### Itens de identificação de locais
———

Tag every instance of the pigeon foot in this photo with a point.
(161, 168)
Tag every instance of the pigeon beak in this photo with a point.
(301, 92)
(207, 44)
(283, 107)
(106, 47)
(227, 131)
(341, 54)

———

### PROBLEMA CURTO
Troque "pigeon" por "dove" em todos os dados e reescreva as linhas sem mudar mais nada.

### SOLUÇÃO DA TAREFA
Tag every instance of the dove foot in this photo with a point.
(161, 168)
Tag every instance of the dove beak in this photo with a point.
(301, 92)
(207, 44)
(283, 107)
(106, 47)
(227, 131)
(341, 54)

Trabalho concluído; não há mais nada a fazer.